» **Items from a dataset**

◇ ◇ ◇ ◇ ◇

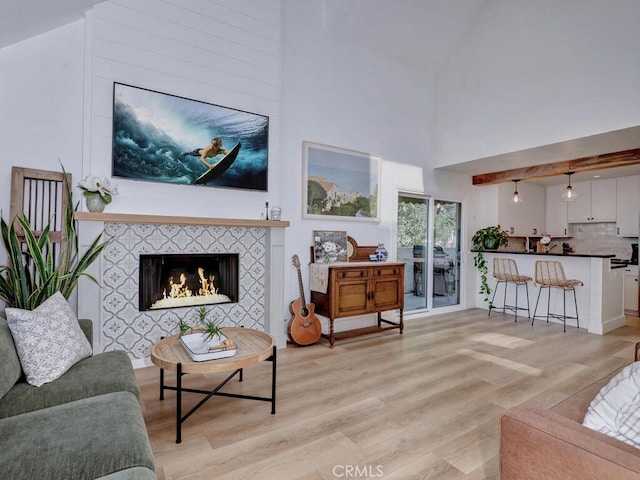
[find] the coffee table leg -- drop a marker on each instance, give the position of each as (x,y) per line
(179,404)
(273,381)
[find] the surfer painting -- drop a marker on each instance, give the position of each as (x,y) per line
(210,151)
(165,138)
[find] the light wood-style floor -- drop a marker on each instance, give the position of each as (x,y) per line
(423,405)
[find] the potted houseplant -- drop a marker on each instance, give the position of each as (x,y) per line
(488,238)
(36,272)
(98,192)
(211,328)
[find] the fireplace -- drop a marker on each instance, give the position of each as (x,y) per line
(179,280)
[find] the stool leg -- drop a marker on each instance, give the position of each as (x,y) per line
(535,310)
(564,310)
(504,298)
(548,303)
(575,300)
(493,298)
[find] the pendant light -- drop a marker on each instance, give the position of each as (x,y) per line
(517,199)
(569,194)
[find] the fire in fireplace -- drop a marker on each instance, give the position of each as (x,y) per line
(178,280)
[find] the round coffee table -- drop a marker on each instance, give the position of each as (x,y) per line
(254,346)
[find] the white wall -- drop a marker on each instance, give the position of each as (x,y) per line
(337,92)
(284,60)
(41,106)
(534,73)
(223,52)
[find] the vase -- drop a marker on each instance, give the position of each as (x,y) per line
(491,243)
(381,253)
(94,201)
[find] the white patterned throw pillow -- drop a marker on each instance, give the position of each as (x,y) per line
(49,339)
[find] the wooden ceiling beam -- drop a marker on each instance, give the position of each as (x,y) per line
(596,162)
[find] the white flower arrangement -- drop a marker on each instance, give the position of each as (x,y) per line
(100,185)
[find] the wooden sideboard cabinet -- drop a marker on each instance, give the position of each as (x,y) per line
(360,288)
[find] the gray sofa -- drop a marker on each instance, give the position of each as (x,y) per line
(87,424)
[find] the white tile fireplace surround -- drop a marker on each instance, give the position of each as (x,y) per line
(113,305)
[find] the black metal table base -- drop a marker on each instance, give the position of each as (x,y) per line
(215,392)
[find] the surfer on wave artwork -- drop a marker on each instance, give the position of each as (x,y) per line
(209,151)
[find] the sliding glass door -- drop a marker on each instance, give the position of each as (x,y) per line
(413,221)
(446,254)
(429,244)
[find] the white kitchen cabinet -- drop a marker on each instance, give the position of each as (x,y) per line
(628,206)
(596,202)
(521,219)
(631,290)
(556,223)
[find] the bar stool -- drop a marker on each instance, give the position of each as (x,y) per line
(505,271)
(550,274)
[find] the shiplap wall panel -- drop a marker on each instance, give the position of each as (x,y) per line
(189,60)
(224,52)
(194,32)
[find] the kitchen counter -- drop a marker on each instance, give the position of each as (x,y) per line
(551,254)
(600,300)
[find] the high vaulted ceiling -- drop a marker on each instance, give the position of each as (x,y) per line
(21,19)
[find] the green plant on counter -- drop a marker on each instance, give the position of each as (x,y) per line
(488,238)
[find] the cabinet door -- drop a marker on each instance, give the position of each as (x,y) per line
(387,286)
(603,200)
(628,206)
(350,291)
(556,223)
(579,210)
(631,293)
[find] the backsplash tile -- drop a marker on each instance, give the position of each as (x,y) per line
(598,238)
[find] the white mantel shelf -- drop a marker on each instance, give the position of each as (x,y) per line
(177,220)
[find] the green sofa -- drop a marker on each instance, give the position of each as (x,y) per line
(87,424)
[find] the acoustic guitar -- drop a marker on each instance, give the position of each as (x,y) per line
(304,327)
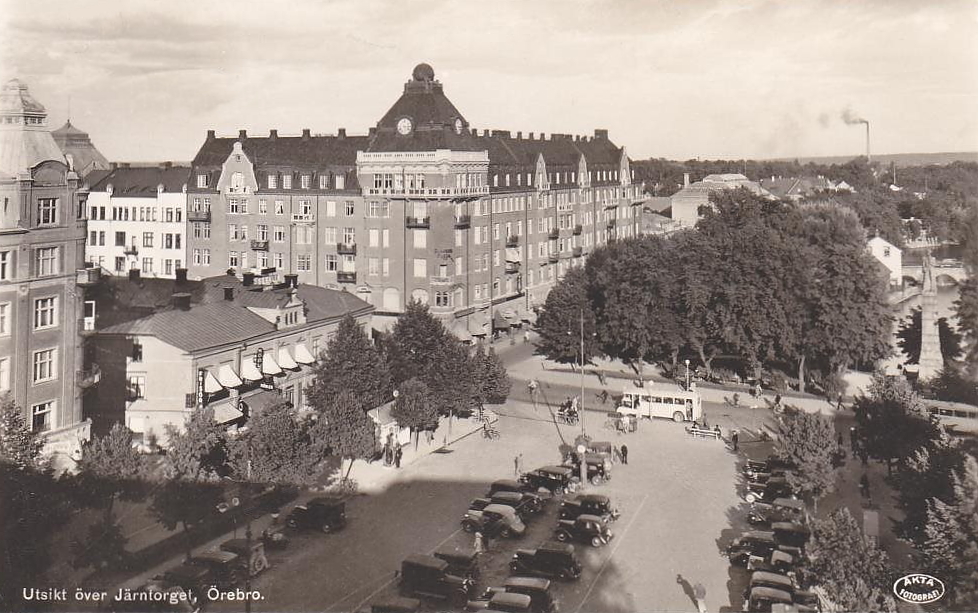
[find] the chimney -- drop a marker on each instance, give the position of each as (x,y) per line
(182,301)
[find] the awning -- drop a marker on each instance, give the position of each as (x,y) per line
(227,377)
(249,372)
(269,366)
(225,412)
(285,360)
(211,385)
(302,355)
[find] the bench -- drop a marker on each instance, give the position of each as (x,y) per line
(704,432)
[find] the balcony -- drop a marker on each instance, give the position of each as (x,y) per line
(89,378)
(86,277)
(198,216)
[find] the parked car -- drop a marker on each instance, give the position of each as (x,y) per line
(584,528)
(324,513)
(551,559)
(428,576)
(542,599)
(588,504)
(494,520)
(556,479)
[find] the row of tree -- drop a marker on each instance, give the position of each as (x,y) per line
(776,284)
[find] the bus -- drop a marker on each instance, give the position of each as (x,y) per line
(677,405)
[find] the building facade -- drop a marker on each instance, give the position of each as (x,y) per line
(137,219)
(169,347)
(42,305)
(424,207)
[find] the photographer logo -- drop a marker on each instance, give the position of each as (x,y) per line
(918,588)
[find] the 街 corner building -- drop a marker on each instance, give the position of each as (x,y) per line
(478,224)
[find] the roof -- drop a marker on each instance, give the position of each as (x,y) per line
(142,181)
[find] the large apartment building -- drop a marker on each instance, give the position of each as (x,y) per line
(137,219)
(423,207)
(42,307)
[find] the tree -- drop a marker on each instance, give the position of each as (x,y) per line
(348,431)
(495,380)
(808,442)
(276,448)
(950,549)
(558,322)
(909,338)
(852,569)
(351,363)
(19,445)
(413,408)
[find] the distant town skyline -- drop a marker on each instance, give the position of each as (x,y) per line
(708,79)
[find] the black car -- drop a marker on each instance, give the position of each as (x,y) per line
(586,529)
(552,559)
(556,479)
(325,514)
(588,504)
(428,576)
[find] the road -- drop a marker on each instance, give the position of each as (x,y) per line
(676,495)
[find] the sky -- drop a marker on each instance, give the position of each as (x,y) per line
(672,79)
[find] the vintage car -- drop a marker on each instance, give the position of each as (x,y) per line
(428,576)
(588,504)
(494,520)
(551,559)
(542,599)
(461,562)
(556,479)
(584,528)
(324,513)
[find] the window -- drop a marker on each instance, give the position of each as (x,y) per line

◇ ◇ ◇ ◇ ◇

Each record should be printed again precisely, though not its pictures.

» **YOUR RESPONSE**
[find] the coffee table leg -- drop a marker on each instance, give the position of each as (x,y) per line
(179,404)
(273,381)
[find] the surfer painting -- drop a marker on each instance, give the position of each as (x,y) per line
(210,151)
(165,138)
[find] the light wood-style floor -- drop a marker on each instance, give the position of each as (x,y) per line
(423,405)
[find] the potted houseplant -- drop a marker on each instance, give the position of each as (x,y) per line
(488,238)
(36,272)
(98,192)
(211,328)
[find] the fireplace -- drop a marker on each instance, give the position of each as (x,y) per line
(179,280)
[find] the stool leg -- drop a marker on each instance, give the position of each as (x,y) per line
(535,310)
(564,310)
(504,298)
(548,303)
(575,300)
(493,298)
[find] the pendant light -- drop a marker on each instance, give the position of each as (x,y) per line
(517,199)
(569,194)
[find] the fire in fireplace -- drop a marker on each instance, give the position of each as (x,y) per line
(178,280)
[find] the round coffee table -- drop a marker on each instance, give the position of each as (x,y) per line
(254,346)
[find] the white wall -- drop a marker on each instance, give the position of each as (x,y) per line
(337,92)
(284,60)
(41,106)
(534,73)
(223,52)
[find] the vase -- drop a marker on each instance, give the position of each as (x,y) per line
(491,243)
(381,253)
(94,201)
[find] the white patterned throw pillow -- drop a marker on each instance, give the position of each as (x,y) per line
(49,339)
[find] the wooden ceiling beam -- drop a marker on each instance, give the position of each as (x,y) per line
(596,162)
[find] the white flower arrangement -- drop a marker on each instance, give the position of each as (x,y) per line
(100,185)
[find] the wooden sideboard cabinet -- drop a marker on each instance, give the position of each as (x,y) per line
(360,288)
[find] the gray sofa -- drop a marker on each instance, give the position of each as (x,y) per line
(87,424)
[find] the white tile fireplace surround -- drop a marker on each instance, give the position of each as (x,y) per line
(113,305)
[find] the black metal table base -- drop a marker on each instance, give the position of each as (x,y) per line
(215,392)
[find] the surfer on wave artwork -- drop a marker on each instance, give the position of each as (x,y) per line
(209,151)
[find] the sliding glass door -- drop a marker on each instance, give the position of each as (x,y) per line
(413,221)
(446,254)
(429,244)
[find] the white kitchen cabinet -- drop a marker on each instance, give the position of each as (x,y) per line
(628,206)
(596,202)
(521,219)
(631,290)
(556,223)
[find] the bar stool -- drop a marker on each instance, give the position of each as (x,y) per line
(505,271)
(550,274)
[find] the shiplap wall panel -- drop a marker on each instance, give the position of each as (x,y) per line
(189,60)
(224,52)
(194,32)
[find] the kitchen counter -- drop a marker on each instance, give the position of each as (x,y) per line
(551,254)
(600,300)
[find] the high vaulted ceiling -- drop a marker on each instance, give the position of each as (x,y) per line
(21,19)
[find] the green plant on counter -- drop a marker on each instance, give the position of each as (x,y) per line
(488,238)
[find] the cabinet door -- drop a marker on each instance, give the position of each as (x,y) per line
(387,286)
(603,200)
(628,206)
(350,291)
(556,223)
(579,210)
(631,293)
[find] the backsplash tile -- drop a marker on each instance, give the position of each as (x,y) per line
(598,238)
[find] the white mantel shelf -- drop a marker on each instance, give the position of each as (x,y) per line
(177,220)
[find] the green sofa -- drop a marker on each instance, give the position of each as (x,y) per line
(87,424)
[find] the acoustic guitar -- drop a marker on each instance, give the position of each as (x,y) per line
(304,327)
[find] the chimney -- drop a marker on each instance, give the position of each as (x,y) per line
(182,301)
[find] the awning -- drop a marker on each instance, give the position of each as (x,y) per line
(227,377)
(249,372)
(269,366)
(225,412)
(285,360)
(211,385)
(302,355)
[find] the bench -- drop a marker on each instance, give the position of each as (x,y) per line
(704,432)
[find] the balcony -- drop a marker on each instance, give the position of each as (x,y) per line
(89,378)
(86,277)
(198,216)
[find] the parked car -- drop a marker on each instance, give the position of each as (x,y) per line
(584,528)
(324,513)
(551,559)
(428,576)
(542,599)
(588,504)
(494,520)
(556,479)
[find] the row of tree -- drop a marker on each instance, give the position of each as (x,y) per line
(776,284)
[find] the bus -- drop a marker on each instance, give the position of each as (x,y) per line
(677,405)
[find] the building facade -- drop a marker on each instance, give the position of each as (x,y) per line
(137,219)
(169,347)
(42,305)
(424,207)
[find] the photographer logo -- drop a marker on each instance, give the position of each as (x,y) per line
(918,588)
[find] the 街 corner building -- drop a marker on each instance, give the position of each as (x,y) per line
(478,224)
[find] the roof -- drop a marker on each instance, give the position of each as (x,y) per line
(142,181)
[find] the large apartment building -- drop a marker on each instance, give the position of each as (x,y) per line
(137,219)
(423,207)
(42,307)
[find] the tree -- drop a marker on each instance, give the position of each as (x,y) per line
(348,431)
(495,380)
(808,442)
(276,448)
(950,549)
(558,322)
(909,338)
(852,569)
(351,363)
(19,445)
(413,408)
[find] the distant town skyline -- drop a marker on each instance, give the position of each as (x,y) per line
(708,79)
[find] the black car -- drop a marker on each instance, give the position of each as (x,y) per line
(586,529)
(552,559)
(556,479)
(325,514)
(588,504)
(428,576)
[find] the road -- drop a marker on each instance, give the position of each as (x,y) per line
(676,495)
[find] the sky -- drop a marker on each instance, give the position of each as (x,y) per line
(672,79)
[find] the vintage car -- drop a marker on each instance, give the position of each as (x,y) per line
(428,576)
(588,504)
(494,520)
(551,559)
(542,599)
(461,562)
(556,479)
(584,528)
(324,513)
[find] the window -- drop a marker on each instance, give the position of each as (x,y) per line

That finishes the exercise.